• DATASET CONTENT:
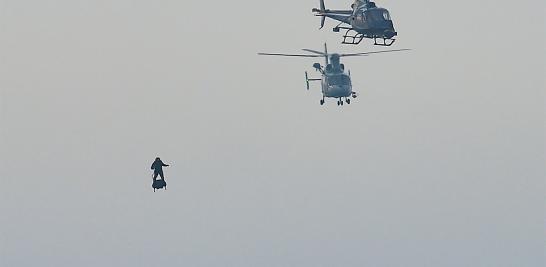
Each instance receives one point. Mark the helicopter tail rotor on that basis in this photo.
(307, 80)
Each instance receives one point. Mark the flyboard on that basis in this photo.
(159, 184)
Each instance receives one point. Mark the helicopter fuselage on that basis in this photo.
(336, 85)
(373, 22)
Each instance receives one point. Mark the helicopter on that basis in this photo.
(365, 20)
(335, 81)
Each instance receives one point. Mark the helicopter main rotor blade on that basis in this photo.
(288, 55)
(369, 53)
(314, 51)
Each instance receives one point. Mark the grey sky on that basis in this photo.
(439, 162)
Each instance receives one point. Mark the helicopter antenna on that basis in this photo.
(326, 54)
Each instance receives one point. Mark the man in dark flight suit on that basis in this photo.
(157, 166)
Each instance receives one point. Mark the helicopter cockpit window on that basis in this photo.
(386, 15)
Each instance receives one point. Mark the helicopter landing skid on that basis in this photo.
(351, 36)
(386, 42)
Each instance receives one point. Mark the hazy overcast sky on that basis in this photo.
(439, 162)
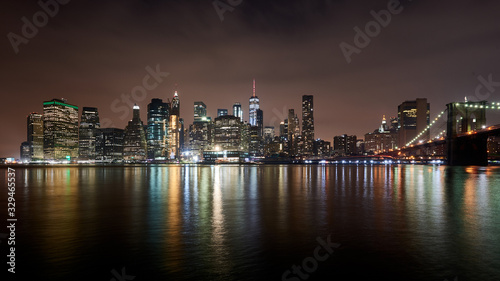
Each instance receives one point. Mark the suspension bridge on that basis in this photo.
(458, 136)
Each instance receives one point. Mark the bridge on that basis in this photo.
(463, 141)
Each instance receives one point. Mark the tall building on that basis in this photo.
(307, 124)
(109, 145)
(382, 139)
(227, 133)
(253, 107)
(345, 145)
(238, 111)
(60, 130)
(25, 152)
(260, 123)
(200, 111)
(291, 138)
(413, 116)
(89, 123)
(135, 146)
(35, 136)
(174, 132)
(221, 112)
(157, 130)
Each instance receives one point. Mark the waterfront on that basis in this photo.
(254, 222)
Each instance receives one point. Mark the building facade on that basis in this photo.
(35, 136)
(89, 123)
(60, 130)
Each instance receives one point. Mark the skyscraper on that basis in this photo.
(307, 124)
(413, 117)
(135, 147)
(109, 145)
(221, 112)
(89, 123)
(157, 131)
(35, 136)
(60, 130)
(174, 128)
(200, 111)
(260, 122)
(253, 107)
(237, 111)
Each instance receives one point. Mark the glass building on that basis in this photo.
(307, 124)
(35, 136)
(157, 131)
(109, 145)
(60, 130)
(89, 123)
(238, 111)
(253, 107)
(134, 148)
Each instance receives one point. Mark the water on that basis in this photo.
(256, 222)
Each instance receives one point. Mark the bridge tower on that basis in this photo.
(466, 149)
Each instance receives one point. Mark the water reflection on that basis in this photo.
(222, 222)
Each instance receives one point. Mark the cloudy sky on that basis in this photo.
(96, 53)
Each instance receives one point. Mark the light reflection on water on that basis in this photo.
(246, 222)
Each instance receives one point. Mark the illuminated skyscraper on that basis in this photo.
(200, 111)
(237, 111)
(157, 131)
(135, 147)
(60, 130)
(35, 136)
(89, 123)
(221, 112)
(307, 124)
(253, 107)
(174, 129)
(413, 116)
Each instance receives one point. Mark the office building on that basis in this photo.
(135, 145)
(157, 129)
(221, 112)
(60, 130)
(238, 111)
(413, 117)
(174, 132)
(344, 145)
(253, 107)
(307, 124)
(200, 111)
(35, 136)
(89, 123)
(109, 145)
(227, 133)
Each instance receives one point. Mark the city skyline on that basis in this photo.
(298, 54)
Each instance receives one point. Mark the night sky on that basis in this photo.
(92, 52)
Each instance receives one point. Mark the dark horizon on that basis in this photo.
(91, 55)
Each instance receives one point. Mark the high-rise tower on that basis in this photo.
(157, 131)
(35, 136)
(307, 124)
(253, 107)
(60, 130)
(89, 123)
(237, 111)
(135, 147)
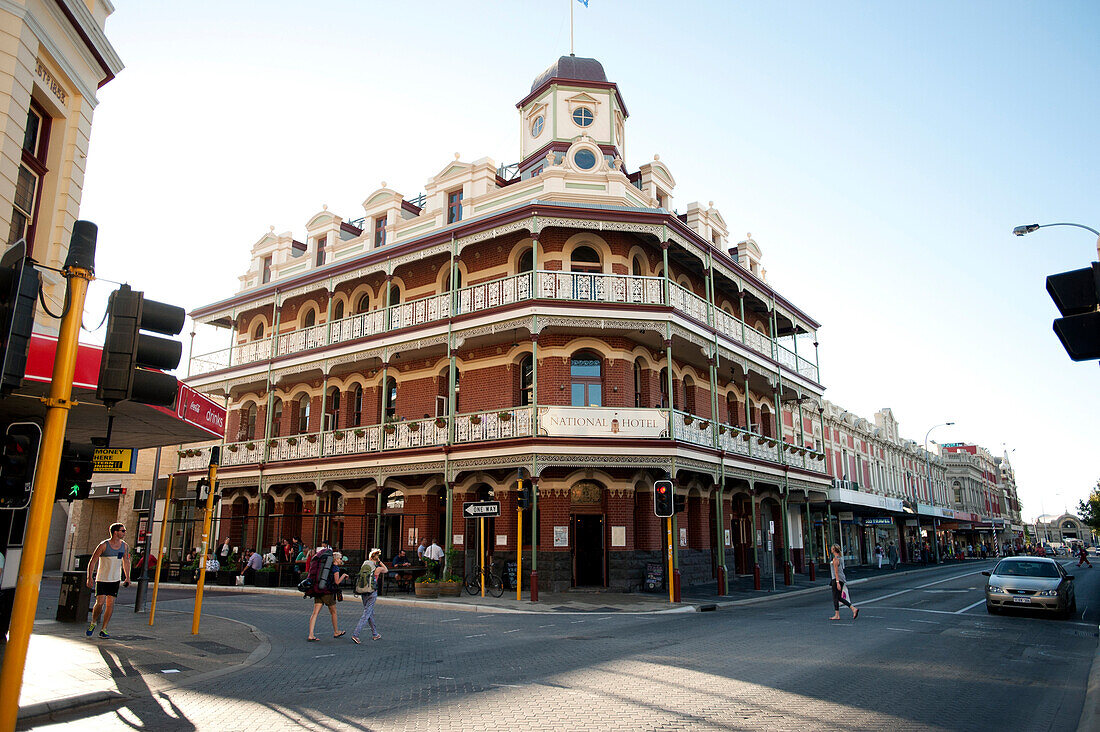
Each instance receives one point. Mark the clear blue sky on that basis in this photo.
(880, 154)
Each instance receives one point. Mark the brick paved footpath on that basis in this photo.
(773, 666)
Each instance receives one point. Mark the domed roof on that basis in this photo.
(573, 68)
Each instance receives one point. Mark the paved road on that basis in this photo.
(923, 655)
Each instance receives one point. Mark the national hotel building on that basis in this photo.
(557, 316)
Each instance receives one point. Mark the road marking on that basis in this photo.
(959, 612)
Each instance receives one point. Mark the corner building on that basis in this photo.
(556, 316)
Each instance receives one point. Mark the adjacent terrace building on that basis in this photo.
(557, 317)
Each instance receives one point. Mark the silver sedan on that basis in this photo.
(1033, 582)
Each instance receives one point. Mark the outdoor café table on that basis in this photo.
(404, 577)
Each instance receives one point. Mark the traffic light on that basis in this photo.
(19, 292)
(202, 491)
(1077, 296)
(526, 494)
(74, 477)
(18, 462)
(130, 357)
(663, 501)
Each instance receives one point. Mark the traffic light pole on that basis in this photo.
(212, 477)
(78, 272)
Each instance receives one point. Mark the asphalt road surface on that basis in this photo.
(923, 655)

• WORK TO BE COMPLETED: Do not copy the pictures, but repeat every line exactly.

• OUTPUT FOR THIS TASK:
Each instance receives one point. Mark the helicopter tail rotor on that basis in this photo.
(307, 80)
Each instance receives one point. Mark the flyboard on that basis in this photo.
(159, 184)
Each instance receives one point. Mark the helicopter fuselage on that basis in this photo.
(336, 85)
(373, 22)
Each instance receives one point. Mark the helicopter on that basis in this photo.
(365, 20)
(335, 81)
Each instance receives one point. Mark the helicopter main rotor blade on that basis in this photo.
(288, 55)
(369, 53)
(314, 51)
Each instance receives one point. Mark the grey sky on that basis in this photo.
(439, 162)
Each instance receives one point. Mark the helicopter antenna on that basis in this photo.
(326, 54)
Each instance receives one point. Mark the man in dark flight suit on that basis in this photo.
(157, 166)
Each instance receives one point. Mark the helicopter cockpit window on that basis in this photo.
(386, 15)
Each instance receives one point. Mark the helicopter landing skid on that basis in this photo.
(351, 36)
(386, 42)
Each instance receives one point. Mark the hazy overcast sky on that basis in this photo.
(439, 162)
Each instance receives one point. Mark the suspension bridge on that basis in this photo.
(458, 136)
Each instance receives one point. Mark the bridge on that basis in this photo.
(463, 141)
Each instance receives one point. Mark the tall building on that basis in this photo.
(307, 124)
(109, 145)
(382, 139)
(227, 133)
(253, 107)
(345, 145)
(238, 111)
(60, 130)
(25, 152)
(260, 123)
(200, 111)
(291, 138)
(413, 116)
(89, 123)
(135, 146)
(35, 136)
(174, 132)
(221, 112)
(157, 130)
Each instance receives one point. Mark the waterfront on that basis in this photo.
(254, 222)
Each instance receives one point. Mark the building facade on that basis in this photo.
(35, 136)
(89, 123)
(60, 130)
Each instance receives one point. Mark the skyscraper on that basis in this photo.
(307, 124)
(413, 117)
(135, 147)
(109, 145)
(221, 112)
(89, 123)
(157, 131)
(35, 136)
(60, 130)
(174, 128)
(200, 111)
(260, 122)
(253, 107)
(237, 111)
Each instance receives one point. Mark the glass building on that basis in this photo.
(307, 124)
(35, 136)
(157, 131)
(109, 145)
(60, 130)
(89, 123)
(238, 111)
(253, 107)
(134, 148)
Each instance receives one point. Mark the water on that basis in this photo.
(256, 222)
Each instance receives one point. Mark the bridge tower on that basis in this photo.
(466, 149)
Each instance receives one point. Mark the water reflection on that basis in this photo.
(222, 222)
Each instance receives one point. Mark the cloudy sky on that basis in this photo.
(96, 53)
Each instance receives one point. Mark the light reflection on water on that basis in this photo.
(246, 222)
Each instance receives one point. Mark the illuminated skyscraper on that basis in this photo.
(200, 111)
(237, 111)
(157, 131)
(135, 147)
(60, 130)
(35, 136)
(89, 123)
(221, 112)
(307, 124)
(253, 107)
(174, 129)
(413, 116)
Each instance receives one point. Mark the office building on that basis in this photo.
(135, 145)
(157, 129)
(221, 112)
(60, 130)
(238, 111)
(413, 117)
(174, 132)
(344, 145)
(253, 107)
(307, 124)
(200, 111)
(35, 136)
(89, 123)
(109, 145)
(227, 133)
Each instance receives one point. Mark the city skyline on that basis in this photo.
(298, 54)
Each instance receives one point. Mark the night sky on that basis in this photo.
(92, 52)
Each instance receives one point. Mark the dark horizon on that basis in this photo.
(91, 55)
Each instance receives one point. Mark the high-rise tower on that basis in this photo.
(157, 131)
(35, 136)
(307, 124)
(253, 107)
(60, 130)
(89, 123)
(237, 111)
(135, 147)
Each instance receives one point. Mark the clear blue sky on that basis in this photo.
(880, 154)
Each instance receives one point. Mark the brick paved footpath on that basis in this photo.
(773, 666)
Each instance receives one point. Mark the domed roof on that basis in this photo.
(573, 68)
Each instance receives one point. Mark the paved road on that basis in this photo.
(923, 655)
Each instance receives one point. Mark the national hotel building on that basis in this photo.
(557, 316)
Each instance receives one point. Mark the road marking on that basis in this photo.
(959, 612)
Each instance receives one point. Mark the corner building on that basis in this photo.
(556, 316)
Each instance receives one point. Mark the adjacent terrace building on that basis in this photo.
(557, 317)
Each instance receives one point. Mark the silver sedan on that basis in this photo.
(1033, 582)
Each instance receives one point. Mark the outdoor café table on that basis in this photo.
(404, 577)
Each instance receives one point. Mark the traffic light on that basis in this photo.
(19, 292)
(202, 491)
(1077, 296)
(526, 494)
(74, 477)
(18, 462)
(130, 357)
(663, 501)
Each instance receives one point. Mark the traffic light pole on that basis in this photo.
(212, 477)
(78, 272)
Each instance receives one point. Mark the asphalt road surface on that basis in this photo.
(923, 655)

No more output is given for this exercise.